* Exercise input *
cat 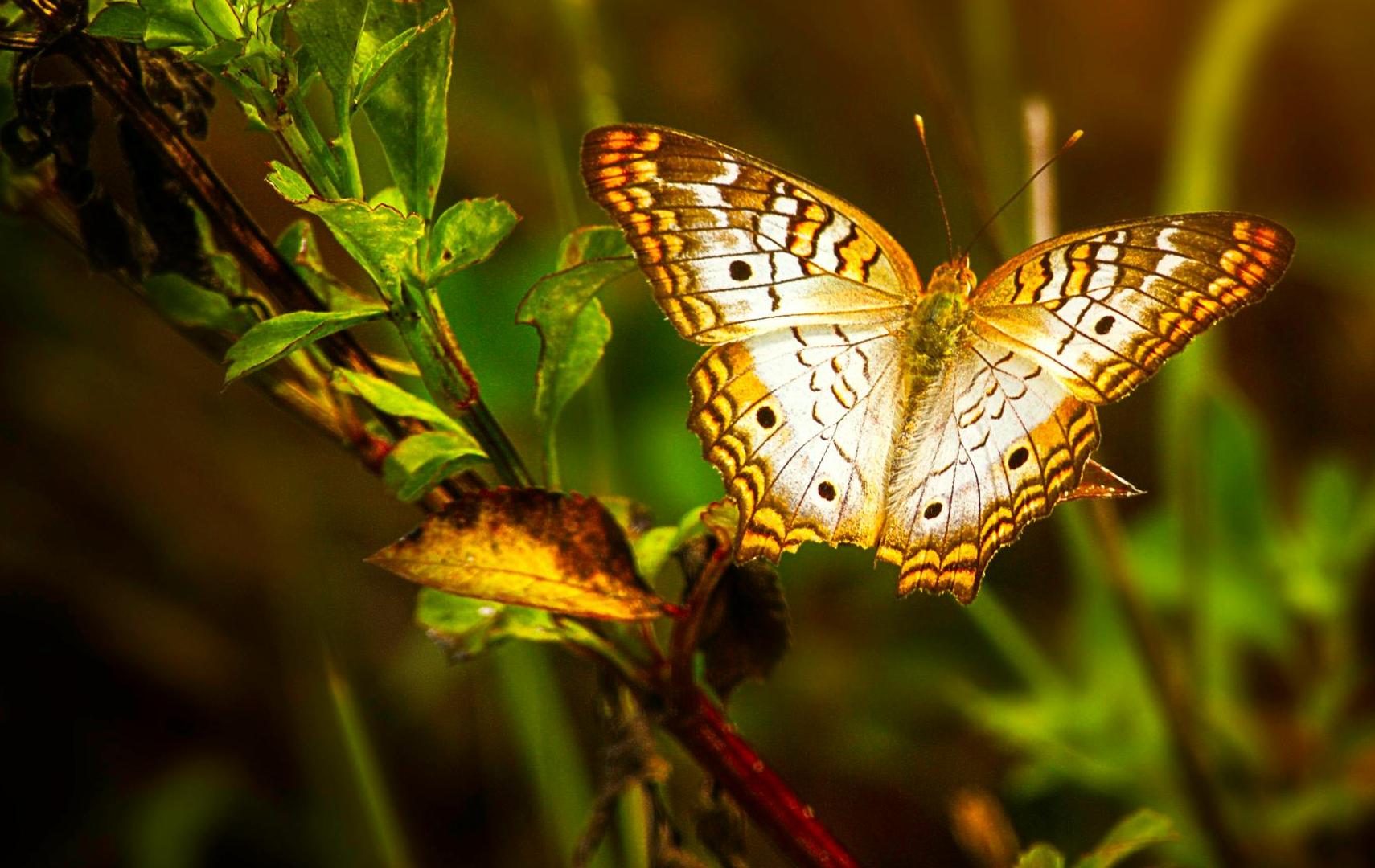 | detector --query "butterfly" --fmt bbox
[581,124,1294,603]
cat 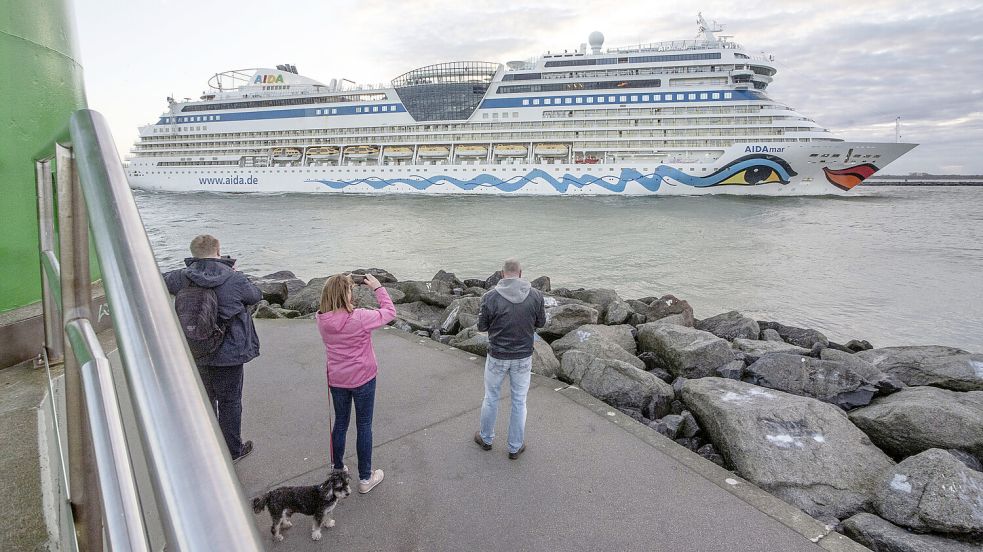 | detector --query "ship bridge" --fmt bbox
[392,61,502,121]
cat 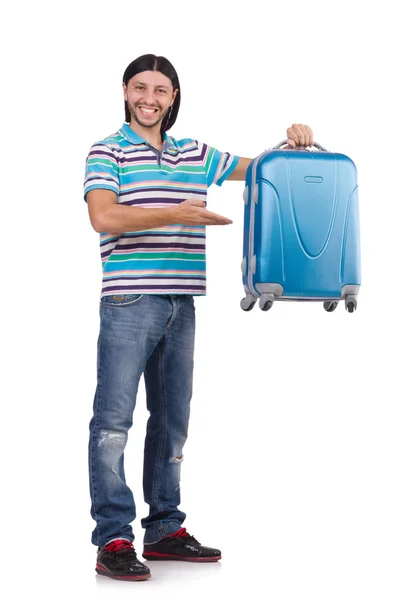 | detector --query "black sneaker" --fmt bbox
[142,527,222,562]
[95,540,150,581]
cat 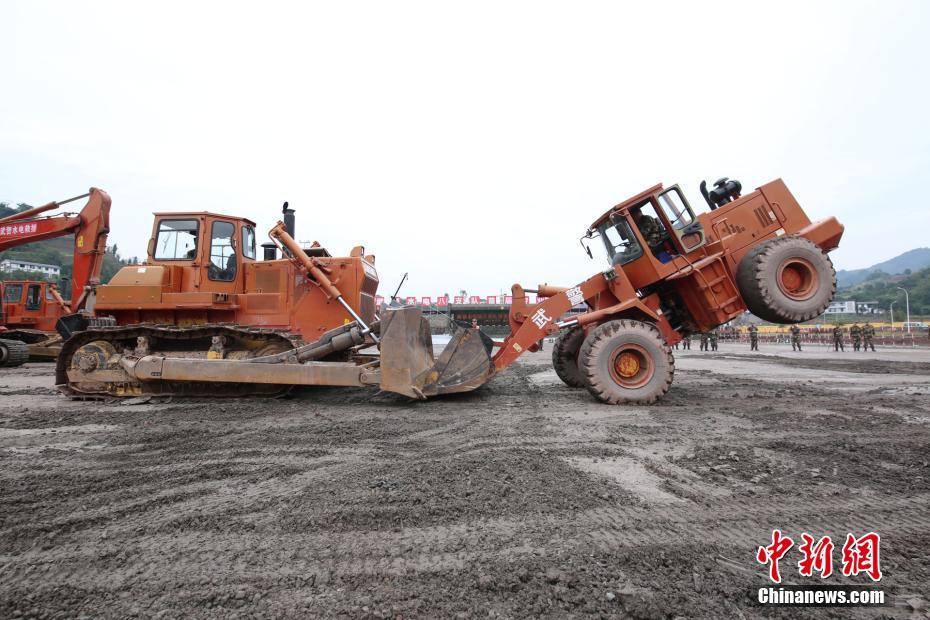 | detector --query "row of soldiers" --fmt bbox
[675,323,875,351]
[833,322,875,351]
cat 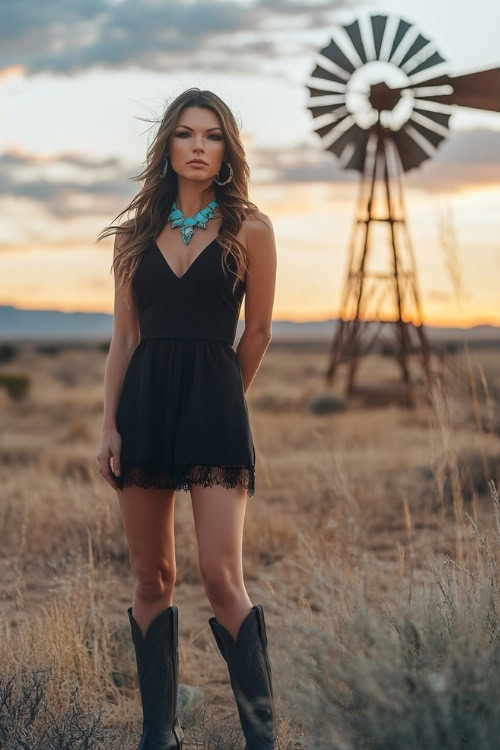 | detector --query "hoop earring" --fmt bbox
[160,156,168,177]
[214,161,233,185]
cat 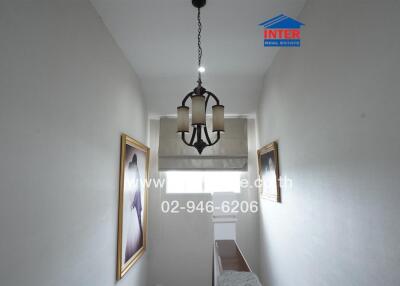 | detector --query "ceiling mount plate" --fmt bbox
[192,0,206,8]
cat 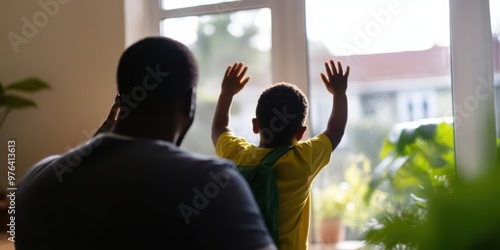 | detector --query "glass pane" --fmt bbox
[306,0,455,242]
[161,0,240,11]
[490,0,500,139]
[161,8,271,155]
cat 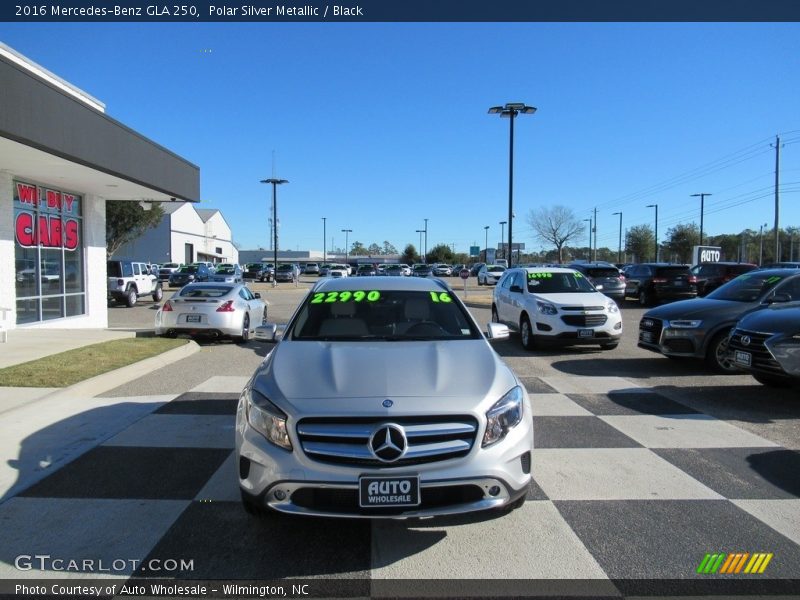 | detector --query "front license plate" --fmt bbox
[358,475,420,508]
[733,350,753,367]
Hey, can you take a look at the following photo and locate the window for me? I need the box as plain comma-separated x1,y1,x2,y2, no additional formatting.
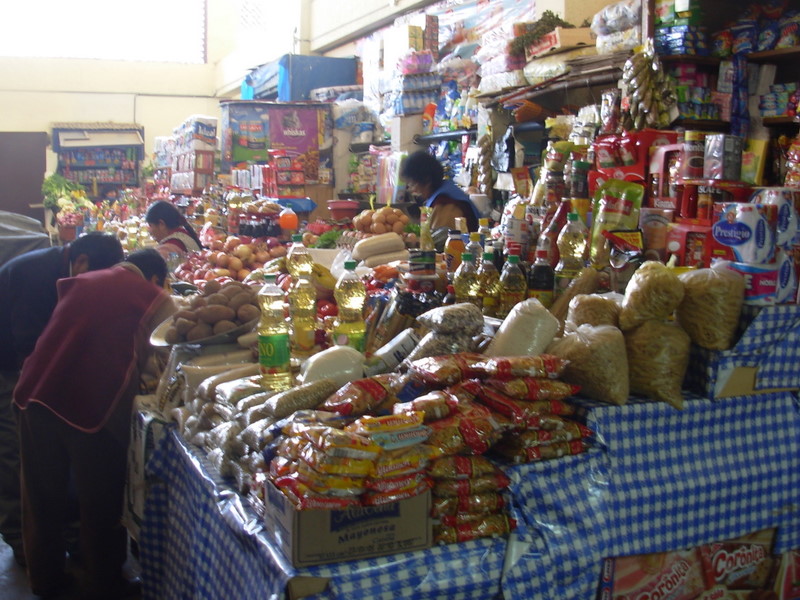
0,0,206,63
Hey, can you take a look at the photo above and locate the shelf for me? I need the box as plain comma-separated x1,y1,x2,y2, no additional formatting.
747,46,800,63
414,128,477,146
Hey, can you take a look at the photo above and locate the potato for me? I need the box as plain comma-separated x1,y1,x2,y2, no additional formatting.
186,323,214,342
206,293,229,306
236,304,261,323
175,317,197,335
214,319,238,335
197,304,236,325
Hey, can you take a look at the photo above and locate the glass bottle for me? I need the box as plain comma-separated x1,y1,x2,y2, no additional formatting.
333,260,367,352
497,254,528,319
453,252,482,308
258,274,292,391
478,252,500,317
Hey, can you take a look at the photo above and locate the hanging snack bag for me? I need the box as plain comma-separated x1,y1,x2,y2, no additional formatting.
590,179,644,267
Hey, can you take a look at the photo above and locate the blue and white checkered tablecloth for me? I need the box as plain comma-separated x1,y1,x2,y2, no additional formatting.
503,393,800,600
140,431,506,600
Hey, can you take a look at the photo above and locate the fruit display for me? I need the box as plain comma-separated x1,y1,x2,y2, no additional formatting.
164,280,261,344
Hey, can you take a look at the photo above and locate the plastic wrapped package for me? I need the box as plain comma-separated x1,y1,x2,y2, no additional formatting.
564,293,623,332
625,321,690,410
676,268,745,350
619,260,684,331
486,298,559,356
547,325,630,405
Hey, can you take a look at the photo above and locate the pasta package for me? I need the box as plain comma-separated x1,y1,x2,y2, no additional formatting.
625,321,691,410
564,294,622,332
676,268,745,350
547,325,630,405
619,260,684,331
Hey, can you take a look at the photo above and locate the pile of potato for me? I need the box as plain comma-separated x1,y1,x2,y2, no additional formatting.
164,280,261,344
353,206,409,235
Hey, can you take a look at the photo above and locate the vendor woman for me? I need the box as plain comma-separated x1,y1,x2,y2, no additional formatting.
145,200,203,258
400,150,480,231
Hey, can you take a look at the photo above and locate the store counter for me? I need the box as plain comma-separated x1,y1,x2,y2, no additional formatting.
140,392,800,600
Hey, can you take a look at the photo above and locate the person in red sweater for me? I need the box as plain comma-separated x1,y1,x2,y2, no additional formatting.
14,249,175,599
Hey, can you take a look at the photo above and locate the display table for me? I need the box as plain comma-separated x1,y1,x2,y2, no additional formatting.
140,393,800,600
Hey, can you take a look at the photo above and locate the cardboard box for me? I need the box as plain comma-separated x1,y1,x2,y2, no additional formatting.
265,482,433,567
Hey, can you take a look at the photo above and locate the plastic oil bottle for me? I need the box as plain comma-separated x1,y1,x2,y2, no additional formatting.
497,254,528,319
258,274,292,391
453,252,483,308
478,252,500,317
333,260,367,352
555,212,589,297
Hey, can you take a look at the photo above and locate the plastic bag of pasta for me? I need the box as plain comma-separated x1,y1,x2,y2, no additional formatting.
564,293,623,332
625,321,690,410
547,325,630,405
676,268,745,350
619,260,684,331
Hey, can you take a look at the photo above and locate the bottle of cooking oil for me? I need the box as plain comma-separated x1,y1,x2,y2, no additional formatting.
555,212,589,297
258,274,292,391
333,260,367,352
497,254,528,319
478,252,500,317
286,233,314,281
453,252,483,308
289,275,317,358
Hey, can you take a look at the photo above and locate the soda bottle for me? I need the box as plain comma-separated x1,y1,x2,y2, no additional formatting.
333,260,367,352
453,252,483,308
528,250,556,308
289,275,317,358
444,229,464,273
478,252,500,317
286,233,314,281
497,254,528,319
258,274,292,391
555,212,589,296
464,231,483,266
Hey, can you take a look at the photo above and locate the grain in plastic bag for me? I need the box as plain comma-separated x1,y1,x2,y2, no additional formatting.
486,298,560,356
564,293,623,331
619,260,684,331
676,268,745,350
625,321,690,410
547,325,630,405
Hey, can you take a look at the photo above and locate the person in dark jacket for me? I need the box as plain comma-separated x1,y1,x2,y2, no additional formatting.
0,232,124,565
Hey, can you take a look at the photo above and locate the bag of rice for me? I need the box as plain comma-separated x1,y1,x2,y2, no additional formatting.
547,325,630,405
625,321,690,410
676,268,745,350
619,260,684,331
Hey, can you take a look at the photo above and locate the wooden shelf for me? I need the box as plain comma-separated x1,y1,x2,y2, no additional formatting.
747,46,800,63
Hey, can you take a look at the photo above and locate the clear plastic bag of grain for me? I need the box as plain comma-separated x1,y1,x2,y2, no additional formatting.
486,298,560,356
564,292,623,332
625,321,690,410
547,325,630,405
676,267,745,350
619,260,683,331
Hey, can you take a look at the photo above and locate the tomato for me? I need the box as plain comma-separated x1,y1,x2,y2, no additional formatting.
317,300,339,319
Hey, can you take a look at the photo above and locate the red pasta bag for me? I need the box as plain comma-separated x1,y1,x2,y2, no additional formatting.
485,377,581,404
472,354,569,379
431,492,505,518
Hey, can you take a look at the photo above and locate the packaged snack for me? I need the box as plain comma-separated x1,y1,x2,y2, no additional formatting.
433,514,516,544
675,268,745,350
547,325,630,405
484,377,580,404
431,492,505,518
625,321,691,410
433,470,511,497
619,260,684,331
428,456,498,479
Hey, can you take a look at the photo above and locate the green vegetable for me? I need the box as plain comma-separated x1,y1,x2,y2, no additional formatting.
314,229,342,248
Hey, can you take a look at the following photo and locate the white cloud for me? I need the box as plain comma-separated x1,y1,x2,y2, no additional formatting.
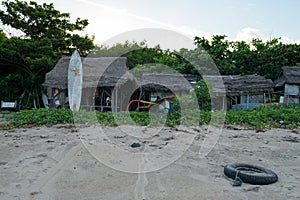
280,36,300,44
77,0,212,43
235,28,266,42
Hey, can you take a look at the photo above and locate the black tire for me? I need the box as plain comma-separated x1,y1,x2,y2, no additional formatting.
224,163,278,185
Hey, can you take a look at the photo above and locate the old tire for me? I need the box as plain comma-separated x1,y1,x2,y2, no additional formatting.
224,163,278,185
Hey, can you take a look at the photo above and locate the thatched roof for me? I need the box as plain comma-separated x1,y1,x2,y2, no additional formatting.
203,75,274,96
274,66,300,87
43,57,128,89
141,73,193,92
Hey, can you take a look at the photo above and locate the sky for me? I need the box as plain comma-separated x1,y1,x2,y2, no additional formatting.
25,0,300,44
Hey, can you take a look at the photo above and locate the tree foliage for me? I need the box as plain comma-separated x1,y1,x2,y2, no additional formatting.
0,0,94,104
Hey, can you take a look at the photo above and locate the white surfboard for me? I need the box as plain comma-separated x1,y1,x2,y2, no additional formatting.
68,50,82,111
42,94,49,108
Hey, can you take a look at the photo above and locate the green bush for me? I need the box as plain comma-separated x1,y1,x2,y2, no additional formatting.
0,105,300,129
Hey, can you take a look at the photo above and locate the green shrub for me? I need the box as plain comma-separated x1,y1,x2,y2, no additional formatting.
0,105,300,130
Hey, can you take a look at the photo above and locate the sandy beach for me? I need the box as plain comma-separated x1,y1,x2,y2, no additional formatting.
0,125,300,200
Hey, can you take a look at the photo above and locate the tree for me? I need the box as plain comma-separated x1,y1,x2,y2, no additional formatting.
0,0,94,104
0,0,94,55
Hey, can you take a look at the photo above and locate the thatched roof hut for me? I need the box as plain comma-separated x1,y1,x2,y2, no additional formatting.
140,73,193,93
203,75,274,96
43,57,128,89
274,66,300,87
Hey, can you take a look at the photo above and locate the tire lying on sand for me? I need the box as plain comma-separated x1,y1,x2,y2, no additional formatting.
224,163,278,185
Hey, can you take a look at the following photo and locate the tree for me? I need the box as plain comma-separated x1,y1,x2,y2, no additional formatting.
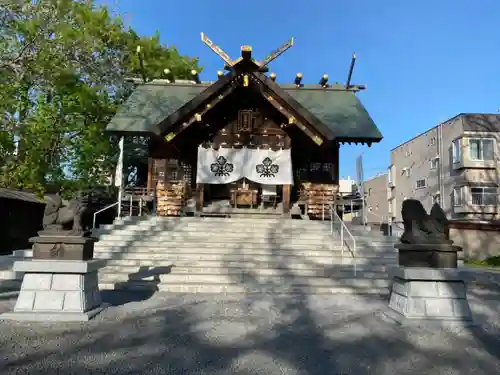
0,0,200,197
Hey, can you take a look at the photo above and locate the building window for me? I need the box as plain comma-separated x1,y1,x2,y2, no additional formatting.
415,178,425,189
452,138,461,163
469,138,495,161
453,186,464,207
432,192,441,204
470,187,497,206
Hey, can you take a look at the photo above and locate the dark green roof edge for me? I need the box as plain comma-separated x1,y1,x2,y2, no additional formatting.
106,81,383,143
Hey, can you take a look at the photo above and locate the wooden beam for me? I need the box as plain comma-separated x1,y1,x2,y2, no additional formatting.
161,84,236,142
282,184,292,214
154,72,235,135
259,37,293,66
264,93,324,146
196,184,205,212
252,72,335,140
201,33,232,65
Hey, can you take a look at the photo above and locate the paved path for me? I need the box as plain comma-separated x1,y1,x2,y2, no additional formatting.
0,285,500,375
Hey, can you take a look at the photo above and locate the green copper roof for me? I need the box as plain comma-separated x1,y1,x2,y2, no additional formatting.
106,83,382,142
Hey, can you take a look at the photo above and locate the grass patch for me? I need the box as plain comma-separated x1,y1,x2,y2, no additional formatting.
464,255,500,268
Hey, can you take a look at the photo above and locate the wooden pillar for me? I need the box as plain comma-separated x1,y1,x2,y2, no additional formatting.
282,184,292,214
196,184,205,212
147,158,153,190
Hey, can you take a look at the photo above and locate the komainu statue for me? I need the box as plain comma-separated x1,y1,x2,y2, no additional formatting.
400,199,451,245
43,195,90,235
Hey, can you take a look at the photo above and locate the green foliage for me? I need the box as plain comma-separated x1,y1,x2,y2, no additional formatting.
0,0,201,197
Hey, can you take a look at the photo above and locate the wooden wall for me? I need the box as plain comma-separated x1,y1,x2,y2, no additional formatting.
144,86,339,214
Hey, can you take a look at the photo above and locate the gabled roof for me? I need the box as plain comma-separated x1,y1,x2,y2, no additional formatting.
106,73,382,142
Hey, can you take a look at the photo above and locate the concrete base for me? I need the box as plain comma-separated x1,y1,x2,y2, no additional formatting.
385,267,473,327
0,259,106,322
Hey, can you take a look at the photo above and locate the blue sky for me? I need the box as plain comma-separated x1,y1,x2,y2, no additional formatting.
99,0,500,182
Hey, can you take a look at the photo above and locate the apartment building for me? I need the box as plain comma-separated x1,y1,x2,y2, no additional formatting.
388,113,500,222
363,173,389,224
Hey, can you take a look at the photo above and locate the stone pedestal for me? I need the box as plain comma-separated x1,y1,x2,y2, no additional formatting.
385,267,473,327
30,231,97,261
394,241,462,268
0,259,105,322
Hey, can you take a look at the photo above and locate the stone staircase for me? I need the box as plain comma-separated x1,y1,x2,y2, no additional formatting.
0,216,397,294
94,217,397,294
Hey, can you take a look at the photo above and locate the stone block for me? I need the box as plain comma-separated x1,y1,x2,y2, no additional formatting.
0,259,105,322
14,290,35,311
62,291,88,311
424,298,454,318
394,241,462,268
392,279,408,296
52,273,84,290
437,281,466,298
21,273,52,290
385,267,473,327
407,280,438,297
30,235,97,261
406,297,426,316
453,298,472,318
33,290,64,311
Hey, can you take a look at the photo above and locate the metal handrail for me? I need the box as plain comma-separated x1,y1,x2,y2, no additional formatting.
329,205,357,276
92,202,121,229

* Your goal *
Format the stretch of the listing from the line containing "locate the grass" through the line containing "464,255,500,268" as a numbered list, leaving out blank lines.

* Final result *
1. Hey, can you take a look at the photo above and locate the grass patch for me? I need the box as plain comma-separated x1,y1,x2,y2, no additional formatting.
2. 464,255,500,268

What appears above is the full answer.